What is being asked: Reproduce exactly the lines from the line containing "Target: cliff face" through the end of the records below, including both ends, and nothing else.

Supplied records:
------
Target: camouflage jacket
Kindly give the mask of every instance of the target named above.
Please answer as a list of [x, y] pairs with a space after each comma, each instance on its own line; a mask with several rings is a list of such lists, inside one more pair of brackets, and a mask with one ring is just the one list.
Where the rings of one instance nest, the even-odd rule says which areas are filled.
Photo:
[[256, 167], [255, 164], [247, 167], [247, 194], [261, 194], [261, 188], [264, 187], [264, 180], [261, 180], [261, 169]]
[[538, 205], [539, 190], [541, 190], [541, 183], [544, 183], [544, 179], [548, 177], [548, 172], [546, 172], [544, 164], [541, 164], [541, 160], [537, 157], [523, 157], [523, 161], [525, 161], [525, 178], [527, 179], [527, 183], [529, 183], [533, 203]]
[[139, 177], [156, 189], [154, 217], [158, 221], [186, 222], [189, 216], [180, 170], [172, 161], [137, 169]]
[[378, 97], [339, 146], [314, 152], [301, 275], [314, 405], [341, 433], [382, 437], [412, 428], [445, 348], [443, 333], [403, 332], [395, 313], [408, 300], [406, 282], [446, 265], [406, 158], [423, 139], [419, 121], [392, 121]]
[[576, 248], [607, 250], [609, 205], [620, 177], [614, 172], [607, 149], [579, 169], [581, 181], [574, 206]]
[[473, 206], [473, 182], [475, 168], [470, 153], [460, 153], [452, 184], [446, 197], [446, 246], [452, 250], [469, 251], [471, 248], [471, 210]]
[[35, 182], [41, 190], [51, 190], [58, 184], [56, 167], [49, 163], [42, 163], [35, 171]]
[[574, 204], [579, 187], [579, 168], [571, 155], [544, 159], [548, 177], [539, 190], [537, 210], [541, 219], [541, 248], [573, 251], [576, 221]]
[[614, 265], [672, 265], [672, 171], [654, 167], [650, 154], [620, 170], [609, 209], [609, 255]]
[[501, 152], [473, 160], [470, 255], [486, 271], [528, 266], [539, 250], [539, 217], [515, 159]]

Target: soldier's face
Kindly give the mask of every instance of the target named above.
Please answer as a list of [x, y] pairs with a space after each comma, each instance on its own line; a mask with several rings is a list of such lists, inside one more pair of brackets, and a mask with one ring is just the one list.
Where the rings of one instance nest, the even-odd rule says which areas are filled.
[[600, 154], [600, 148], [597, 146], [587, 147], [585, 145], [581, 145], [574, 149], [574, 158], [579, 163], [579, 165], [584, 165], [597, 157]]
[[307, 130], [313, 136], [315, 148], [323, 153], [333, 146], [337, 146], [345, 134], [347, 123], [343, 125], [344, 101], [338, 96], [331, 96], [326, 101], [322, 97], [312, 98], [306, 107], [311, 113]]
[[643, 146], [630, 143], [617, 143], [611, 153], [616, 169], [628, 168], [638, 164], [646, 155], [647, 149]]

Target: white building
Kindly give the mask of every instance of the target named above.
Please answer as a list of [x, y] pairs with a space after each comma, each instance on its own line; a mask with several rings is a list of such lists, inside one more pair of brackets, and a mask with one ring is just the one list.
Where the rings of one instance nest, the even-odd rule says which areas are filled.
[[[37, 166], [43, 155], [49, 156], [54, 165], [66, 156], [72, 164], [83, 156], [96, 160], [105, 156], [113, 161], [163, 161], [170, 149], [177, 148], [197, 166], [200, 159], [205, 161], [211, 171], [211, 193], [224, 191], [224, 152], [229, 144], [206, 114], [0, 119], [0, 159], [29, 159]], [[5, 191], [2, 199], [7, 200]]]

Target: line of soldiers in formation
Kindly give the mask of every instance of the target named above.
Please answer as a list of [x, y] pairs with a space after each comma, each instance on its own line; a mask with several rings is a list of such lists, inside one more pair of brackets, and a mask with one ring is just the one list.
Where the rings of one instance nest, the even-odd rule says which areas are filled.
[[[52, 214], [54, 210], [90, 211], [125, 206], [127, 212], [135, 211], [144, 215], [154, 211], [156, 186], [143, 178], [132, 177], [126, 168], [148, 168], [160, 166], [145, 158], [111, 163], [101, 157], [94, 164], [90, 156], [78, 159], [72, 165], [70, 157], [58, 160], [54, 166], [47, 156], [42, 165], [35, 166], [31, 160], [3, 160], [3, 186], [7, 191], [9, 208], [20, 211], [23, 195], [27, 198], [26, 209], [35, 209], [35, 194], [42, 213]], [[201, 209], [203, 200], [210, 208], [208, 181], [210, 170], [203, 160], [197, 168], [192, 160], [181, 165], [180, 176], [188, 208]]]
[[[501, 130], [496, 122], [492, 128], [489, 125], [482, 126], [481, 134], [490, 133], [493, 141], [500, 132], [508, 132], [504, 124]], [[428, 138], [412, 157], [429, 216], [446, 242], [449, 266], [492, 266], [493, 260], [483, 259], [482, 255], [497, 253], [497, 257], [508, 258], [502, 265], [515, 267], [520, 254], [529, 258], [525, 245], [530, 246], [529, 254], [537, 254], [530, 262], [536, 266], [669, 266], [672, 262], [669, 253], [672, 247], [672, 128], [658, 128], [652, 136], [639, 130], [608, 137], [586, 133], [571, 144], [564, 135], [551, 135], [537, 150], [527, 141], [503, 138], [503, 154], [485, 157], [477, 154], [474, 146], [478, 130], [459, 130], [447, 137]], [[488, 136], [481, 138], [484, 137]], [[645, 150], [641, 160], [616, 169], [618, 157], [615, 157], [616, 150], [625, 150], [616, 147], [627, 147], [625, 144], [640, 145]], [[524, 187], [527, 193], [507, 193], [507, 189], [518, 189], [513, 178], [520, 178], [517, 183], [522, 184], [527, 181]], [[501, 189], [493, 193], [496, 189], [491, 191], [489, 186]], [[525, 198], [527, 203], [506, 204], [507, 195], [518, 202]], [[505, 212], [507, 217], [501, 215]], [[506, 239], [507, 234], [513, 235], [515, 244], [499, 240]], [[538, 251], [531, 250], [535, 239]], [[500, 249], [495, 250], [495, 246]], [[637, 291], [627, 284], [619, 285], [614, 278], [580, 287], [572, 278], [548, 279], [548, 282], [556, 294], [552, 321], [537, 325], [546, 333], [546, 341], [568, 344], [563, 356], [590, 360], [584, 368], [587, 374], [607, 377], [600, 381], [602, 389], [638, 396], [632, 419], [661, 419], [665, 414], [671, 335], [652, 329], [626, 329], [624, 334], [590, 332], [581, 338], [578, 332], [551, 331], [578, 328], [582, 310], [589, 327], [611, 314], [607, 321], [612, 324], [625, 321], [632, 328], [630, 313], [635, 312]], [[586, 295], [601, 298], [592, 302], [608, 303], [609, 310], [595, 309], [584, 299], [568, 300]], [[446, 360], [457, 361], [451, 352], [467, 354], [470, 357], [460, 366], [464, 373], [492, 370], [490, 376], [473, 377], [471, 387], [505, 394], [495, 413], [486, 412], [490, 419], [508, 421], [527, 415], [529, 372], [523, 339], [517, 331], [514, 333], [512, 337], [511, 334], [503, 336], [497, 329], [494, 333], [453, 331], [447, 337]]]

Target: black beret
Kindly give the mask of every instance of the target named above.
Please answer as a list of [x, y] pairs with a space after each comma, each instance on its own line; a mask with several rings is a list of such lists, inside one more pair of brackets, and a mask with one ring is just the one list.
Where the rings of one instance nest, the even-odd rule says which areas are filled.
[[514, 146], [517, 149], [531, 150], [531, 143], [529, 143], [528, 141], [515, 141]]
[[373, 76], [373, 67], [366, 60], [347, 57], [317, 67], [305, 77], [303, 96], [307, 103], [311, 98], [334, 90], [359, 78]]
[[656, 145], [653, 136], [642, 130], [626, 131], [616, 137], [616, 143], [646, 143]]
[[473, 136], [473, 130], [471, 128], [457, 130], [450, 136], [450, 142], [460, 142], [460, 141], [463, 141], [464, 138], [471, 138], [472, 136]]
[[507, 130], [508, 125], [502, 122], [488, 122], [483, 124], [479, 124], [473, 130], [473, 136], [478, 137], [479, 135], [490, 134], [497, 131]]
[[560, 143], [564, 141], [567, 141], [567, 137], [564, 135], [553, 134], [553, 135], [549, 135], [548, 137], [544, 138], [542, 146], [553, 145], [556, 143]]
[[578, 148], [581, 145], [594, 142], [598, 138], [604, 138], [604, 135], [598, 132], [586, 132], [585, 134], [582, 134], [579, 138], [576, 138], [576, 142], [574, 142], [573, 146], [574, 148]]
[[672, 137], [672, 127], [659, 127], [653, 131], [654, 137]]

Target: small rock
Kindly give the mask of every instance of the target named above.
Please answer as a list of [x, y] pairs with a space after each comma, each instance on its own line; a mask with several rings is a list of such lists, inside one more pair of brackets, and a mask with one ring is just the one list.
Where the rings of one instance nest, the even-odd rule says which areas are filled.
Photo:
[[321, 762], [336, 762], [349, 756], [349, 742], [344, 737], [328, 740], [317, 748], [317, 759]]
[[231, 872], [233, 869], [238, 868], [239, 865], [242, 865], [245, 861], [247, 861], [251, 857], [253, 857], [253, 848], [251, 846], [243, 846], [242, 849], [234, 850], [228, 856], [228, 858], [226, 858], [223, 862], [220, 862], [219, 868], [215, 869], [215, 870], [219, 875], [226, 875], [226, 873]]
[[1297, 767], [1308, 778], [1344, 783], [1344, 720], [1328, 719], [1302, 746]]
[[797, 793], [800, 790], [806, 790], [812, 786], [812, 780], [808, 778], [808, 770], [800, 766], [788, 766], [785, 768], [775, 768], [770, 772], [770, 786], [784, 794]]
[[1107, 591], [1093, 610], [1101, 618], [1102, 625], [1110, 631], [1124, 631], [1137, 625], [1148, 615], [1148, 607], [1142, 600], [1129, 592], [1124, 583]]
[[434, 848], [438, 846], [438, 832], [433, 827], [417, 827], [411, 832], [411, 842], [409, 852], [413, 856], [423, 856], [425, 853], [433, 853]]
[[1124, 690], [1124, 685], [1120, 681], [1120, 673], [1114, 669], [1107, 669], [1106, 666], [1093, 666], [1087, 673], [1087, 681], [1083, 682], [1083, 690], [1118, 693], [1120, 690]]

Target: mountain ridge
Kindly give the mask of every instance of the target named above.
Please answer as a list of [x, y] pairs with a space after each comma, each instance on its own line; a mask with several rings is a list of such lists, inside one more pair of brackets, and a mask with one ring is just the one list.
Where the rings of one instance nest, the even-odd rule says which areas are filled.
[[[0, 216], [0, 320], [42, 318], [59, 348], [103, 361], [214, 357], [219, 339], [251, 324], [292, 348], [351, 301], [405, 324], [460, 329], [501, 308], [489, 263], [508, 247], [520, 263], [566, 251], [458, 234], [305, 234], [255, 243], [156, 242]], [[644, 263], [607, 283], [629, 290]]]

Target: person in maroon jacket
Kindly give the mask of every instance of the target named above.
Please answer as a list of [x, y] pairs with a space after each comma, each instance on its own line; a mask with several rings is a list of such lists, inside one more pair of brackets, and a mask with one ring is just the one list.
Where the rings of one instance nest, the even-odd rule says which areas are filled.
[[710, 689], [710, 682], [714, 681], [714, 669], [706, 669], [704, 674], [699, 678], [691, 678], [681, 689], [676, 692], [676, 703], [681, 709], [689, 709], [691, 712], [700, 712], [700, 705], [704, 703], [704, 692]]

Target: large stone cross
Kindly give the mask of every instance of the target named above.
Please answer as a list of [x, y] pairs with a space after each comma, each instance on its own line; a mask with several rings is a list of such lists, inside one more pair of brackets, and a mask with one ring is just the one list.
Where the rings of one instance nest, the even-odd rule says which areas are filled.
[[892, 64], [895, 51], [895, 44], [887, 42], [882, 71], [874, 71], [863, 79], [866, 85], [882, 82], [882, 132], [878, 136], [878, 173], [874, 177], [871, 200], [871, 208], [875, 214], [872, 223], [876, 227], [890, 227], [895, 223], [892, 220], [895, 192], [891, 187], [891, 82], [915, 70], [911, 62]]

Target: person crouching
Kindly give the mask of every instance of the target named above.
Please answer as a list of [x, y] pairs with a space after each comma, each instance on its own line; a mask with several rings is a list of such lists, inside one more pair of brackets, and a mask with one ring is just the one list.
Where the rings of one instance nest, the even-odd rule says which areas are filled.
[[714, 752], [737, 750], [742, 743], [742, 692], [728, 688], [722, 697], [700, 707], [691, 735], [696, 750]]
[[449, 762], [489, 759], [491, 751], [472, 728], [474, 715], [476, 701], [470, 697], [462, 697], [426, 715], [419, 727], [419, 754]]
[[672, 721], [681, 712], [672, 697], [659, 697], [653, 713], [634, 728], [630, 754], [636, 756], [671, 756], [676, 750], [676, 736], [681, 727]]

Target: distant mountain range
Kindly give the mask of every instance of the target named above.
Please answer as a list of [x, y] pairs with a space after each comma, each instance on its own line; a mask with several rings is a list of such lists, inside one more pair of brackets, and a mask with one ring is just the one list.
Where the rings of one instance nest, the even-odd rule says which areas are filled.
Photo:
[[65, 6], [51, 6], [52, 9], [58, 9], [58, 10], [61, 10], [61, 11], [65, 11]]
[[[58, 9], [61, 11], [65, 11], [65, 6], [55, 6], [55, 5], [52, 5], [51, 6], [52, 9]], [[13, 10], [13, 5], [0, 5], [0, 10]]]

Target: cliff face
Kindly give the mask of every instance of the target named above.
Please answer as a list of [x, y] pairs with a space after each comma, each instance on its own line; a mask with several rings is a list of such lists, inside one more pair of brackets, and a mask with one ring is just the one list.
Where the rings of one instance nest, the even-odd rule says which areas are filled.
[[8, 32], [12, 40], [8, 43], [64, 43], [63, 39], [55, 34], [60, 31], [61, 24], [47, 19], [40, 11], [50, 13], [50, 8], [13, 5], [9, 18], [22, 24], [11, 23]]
------
Solution for this problem:
Target: cliff face
Kindly give the mask of every instance of the target named above.
Please answer as a list of [x, y] pairs with a space after each comma, each instance on its own line; a mask with several rings is a list of such lists, inside one more pair of brackets, and a mask with one ring is just the one list.
Where the rings of one instance nest, the even-odd rule says which areas are filled.
[[8, 32], [12, 40], [8, 43], [64, 43], [63, 39], [55, 34], [60, 31], [61, 24], [47, 19], [40, 11], [50, 13], [50, 8], [13, 5], [9, 18], [22, 24], [11, 23]]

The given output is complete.